----- Task inputs -----
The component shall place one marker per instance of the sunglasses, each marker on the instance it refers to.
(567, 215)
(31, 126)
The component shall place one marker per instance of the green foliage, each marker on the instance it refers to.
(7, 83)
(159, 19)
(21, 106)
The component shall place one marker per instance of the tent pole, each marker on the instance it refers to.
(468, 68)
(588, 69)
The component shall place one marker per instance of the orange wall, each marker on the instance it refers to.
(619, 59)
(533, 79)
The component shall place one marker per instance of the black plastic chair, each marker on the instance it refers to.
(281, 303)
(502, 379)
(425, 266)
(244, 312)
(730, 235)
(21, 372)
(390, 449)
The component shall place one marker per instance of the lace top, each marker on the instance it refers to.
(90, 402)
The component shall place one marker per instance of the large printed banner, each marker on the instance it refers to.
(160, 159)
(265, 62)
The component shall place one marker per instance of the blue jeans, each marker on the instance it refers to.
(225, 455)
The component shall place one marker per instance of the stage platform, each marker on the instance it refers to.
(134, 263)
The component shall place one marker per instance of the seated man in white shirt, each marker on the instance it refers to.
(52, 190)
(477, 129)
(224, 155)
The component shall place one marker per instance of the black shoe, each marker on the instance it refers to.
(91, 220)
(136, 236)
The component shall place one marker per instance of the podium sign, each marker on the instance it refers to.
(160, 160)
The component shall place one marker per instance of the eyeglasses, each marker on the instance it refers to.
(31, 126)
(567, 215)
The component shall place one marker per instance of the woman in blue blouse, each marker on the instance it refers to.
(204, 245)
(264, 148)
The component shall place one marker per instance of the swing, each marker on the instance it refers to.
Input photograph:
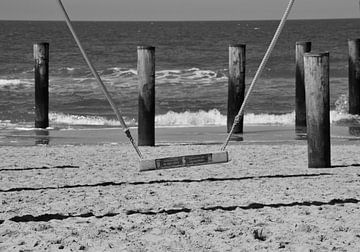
-----
Objective — Reproduce every item above word for word, without the picture.

Reply to the exercise —
The component shall place one marker per instance of the sunglasses, each marker on the instance it refers to.
(567, 215)
(31, 126)
The component shall place one marker per instance of the green foliage, each marker on the instance it refers to.
(7, 83)
(159, 19)
(21, 106)
The component shall place one marker per instance of the tent pole, each marker on the instance it refers to.
(468, 68)
(588, 69)
The component shall place one marker per instance of the orange wall, each marker on the instance it refers to.
(619, 59)
(533, 79)
The component shall place one marker per instance of the black plastic chair, each marker on the instance it refers to.
(281, 303)
(502, 379)
(425, 266)
(244, 312)
(730, 235)
(21, 372)
(390, 449)
The component shall place one marker per instance of the lace top, each marker on the instance it refers to.
(90, 402)
The component shall place one marker per instance of the large printed banner, each marker on the instance it refers to.
(160, 159)
(265, 62)
The component shall place one marker per instance of the blue jeans, each marker on the instance it refers to.
(225, 455)
The component shall place one marker per instance of the stage platform, each marker on the instance it refers to.
(134, 263)
The component shall place one marker per instance of the seated man in white shirt, each marker on the instance it refers to.
(52, 190)
(477, 129)
(224, 155)
The component shall place one marker per instance of the black shoe, each marker on the instance it refers to.
(91, 220)
(136, 236)
The component shall place one marker per instance of the podium sign, each marker on the instance it refers to.
(160, 160)
The component shall place one marker per instance of the eyeglasses, each marker on the instance it refers to.
(31, 126)
(567, 215)
The component shall place one marker per instance of the woman in blue blouse, each marker on the instance it refers to.
(204, 245)
(264, 148)
The component shall place one marker per instance of the swing, each marker on the instance it refers to.
Input photograph:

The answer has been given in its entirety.